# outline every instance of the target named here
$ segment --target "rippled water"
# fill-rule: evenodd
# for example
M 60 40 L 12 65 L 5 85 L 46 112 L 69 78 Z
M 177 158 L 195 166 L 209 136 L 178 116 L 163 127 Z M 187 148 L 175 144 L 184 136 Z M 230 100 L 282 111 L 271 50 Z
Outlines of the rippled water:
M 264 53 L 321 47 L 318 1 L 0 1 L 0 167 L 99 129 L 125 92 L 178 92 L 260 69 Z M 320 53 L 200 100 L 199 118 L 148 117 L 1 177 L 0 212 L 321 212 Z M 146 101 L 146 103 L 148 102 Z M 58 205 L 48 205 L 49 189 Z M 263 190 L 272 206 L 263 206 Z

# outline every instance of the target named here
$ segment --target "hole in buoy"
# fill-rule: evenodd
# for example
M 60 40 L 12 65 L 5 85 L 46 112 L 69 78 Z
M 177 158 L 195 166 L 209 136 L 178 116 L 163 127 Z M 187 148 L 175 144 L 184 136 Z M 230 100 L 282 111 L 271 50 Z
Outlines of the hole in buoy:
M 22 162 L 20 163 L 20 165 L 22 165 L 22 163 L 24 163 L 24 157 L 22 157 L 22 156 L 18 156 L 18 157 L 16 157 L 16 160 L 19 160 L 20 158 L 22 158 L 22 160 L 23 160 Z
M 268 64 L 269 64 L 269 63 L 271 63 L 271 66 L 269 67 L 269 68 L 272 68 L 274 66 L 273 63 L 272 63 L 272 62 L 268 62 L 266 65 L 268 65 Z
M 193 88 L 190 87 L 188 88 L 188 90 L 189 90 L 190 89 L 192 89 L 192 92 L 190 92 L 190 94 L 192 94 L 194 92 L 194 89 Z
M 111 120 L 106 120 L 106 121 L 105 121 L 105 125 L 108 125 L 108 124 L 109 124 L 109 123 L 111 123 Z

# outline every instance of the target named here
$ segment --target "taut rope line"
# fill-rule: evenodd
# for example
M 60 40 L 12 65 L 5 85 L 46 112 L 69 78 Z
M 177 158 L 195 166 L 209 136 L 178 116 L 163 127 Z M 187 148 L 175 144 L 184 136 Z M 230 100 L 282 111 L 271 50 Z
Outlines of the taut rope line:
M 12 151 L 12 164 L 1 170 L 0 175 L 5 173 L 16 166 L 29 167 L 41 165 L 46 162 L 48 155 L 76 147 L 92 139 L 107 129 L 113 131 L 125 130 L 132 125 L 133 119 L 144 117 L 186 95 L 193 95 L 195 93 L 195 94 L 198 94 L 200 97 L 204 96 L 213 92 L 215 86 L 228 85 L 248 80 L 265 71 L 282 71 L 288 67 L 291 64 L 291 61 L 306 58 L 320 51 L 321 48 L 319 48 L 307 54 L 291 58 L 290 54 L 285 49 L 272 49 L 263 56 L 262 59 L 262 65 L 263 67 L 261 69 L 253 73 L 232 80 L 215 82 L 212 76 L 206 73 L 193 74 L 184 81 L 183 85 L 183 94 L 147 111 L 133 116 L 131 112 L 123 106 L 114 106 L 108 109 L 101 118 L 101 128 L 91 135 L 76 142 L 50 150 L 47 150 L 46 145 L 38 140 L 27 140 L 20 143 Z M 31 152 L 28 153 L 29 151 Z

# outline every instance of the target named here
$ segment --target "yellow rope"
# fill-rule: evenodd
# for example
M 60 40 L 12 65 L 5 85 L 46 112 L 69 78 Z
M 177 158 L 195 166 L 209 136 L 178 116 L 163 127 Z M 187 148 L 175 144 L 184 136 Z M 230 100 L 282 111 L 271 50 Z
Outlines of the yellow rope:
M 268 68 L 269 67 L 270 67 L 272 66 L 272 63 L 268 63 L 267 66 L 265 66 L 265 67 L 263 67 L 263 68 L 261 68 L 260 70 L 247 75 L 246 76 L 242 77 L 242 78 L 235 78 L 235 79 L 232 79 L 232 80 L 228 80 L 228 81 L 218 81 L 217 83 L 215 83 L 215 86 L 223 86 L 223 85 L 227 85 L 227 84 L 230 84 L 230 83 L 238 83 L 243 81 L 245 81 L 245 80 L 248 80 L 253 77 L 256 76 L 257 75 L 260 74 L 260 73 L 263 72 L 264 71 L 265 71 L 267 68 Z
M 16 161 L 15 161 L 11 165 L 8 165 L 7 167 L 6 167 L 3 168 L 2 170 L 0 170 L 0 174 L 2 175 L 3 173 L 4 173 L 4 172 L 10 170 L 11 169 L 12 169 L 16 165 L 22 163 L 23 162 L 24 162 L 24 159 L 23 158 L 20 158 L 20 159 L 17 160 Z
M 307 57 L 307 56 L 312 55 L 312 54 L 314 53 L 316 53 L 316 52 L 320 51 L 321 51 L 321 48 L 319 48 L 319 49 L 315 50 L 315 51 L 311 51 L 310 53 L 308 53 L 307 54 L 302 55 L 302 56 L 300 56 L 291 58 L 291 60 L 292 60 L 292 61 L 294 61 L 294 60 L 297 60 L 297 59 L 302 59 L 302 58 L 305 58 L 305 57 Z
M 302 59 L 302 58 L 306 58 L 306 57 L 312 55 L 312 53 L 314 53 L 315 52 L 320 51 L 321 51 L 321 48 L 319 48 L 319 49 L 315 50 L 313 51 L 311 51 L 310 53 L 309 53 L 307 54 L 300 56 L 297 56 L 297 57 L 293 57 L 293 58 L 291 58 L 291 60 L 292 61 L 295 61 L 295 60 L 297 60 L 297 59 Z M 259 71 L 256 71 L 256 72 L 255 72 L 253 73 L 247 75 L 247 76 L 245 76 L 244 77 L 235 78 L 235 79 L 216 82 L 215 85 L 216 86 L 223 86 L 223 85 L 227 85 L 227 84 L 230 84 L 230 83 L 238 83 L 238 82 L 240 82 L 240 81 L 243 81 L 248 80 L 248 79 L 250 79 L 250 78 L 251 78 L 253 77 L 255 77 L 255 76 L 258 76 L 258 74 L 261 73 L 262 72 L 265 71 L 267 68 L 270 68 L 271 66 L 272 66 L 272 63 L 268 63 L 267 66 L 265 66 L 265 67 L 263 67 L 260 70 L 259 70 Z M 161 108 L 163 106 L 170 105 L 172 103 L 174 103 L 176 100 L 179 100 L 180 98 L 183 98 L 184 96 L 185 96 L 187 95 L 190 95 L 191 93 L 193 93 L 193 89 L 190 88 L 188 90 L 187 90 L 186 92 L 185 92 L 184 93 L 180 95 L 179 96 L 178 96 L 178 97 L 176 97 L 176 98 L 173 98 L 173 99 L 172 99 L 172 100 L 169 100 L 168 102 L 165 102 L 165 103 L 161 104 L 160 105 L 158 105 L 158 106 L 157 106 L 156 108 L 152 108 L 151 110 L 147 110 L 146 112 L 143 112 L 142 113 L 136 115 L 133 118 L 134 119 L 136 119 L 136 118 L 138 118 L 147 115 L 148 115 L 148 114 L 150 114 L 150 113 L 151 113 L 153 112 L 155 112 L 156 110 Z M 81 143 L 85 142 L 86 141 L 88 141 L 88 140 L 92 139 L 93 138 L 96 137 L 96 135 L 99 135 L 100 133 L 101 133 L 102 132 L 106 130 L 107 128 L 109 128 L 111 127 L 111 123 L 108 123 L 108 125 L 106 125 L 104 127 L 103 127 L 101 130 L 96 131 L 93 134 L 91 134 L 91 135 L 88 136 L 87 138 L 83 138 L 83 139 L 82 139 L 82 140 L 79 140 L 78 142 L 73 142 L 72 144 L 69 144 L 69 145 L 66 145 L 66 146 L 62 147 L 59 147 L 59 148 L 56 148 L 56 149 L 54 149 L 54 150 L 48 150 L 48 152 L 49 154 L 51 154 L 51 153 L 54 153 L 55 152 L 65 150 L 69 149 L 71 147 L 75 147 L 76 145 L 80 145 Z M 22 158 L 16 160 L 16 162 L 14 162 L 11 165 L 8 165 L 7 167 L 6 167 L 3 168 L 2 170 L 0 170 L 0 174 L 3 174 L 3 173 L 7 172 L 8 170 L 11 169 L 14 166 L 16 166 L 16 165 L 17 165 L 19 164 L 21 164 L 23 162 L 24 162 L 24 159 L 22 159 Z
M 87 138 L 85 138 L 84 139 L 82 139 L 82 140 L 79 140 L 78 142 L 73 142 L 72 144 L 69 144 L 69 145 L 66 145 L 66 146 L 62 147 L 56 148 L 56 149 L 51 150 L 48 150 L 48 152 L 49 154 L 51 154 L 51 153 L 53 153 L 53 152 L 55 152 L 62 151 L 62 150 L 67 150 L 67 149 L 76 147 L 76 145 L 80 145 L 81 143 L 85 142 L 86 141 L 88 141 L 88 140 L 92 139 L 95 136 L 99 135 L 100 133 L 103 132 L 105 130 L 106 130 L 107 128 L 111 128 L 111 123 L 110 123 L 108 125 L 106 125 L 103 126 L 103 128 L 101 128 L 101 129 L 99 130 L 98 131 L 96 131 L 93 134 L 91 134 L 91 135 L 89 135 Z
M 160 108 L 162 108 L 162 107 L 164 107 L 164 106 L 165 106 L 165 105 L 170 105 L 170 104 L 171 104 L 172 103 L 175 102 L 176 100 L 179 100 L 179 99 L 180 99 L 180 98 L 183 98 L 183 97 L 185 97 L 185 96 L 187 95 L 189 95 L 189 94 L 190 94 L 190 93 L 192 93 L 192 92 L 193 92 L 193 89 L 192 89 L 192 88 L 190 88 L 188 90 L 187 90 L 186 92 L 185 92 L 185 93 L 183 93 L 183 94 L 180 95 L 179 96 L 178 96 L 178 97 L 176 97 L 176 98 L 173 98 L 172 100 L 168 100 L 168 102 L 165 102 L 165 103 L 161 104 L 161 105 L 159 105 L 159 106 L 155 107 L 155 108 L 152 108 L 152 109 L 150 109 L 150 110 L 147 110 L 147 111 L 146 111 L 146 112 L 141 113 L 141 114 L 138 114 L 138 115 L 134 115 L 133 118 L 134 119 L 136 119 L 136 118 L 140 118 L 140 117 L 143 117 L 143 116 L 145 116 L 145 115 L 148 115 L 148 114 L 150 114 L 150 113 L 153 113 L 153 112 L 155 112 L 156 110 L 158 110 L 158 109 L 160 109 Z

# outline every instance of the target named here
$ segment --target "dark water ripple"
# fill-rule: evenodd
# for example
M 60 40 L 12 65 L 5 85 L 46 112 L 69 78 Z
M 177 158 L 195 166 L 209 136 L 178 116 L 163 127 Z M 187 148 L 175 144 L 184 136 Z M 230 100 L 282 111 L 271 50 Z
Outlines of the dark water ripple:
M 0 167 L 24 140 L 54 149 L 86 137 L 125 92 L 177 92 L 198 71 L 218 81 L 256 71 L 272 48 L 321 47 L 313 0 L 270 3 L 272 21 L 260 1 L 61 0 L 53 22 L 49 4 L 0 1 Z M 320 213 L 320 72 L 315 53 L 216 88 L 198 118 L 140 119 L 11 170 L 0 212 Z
————
Starting at the beginning of the listing and ending at the line that contains "M 264 53 L 321", repeat those lines with "rippled water" switched to "choppy water" and nothing else altered.

• Correct output
# outline every instance of the target named here
$ segment --target "choppy water"
# fill-rule: evenodd
# for example
M 60 40 L 12 65 L 5 85 L 46 112 L 69 78 Z
M 177 158 L 195 166 L 209 136 L 178 116 L 163 127 Z M 187 148 L 175 144 L 184 136 Z M 230 100 L 282 111 L 271 50 Z
Outlines of the choppy water:
M 264 53 L 321 47 L 318 1 L 0 1 L 0 167 L 99 129 L 125 92 L 178 92 L 260 69 Z M 320 53 L 200 100 L 199 118 L 148 117 L 1 177 L 0 212 L 321 212 Z M 146 101 L 146 103 L 148 102 Z M 58 205 L 48 205 L 49 189 Z M 263 190 L 272 206 L 263 206 Z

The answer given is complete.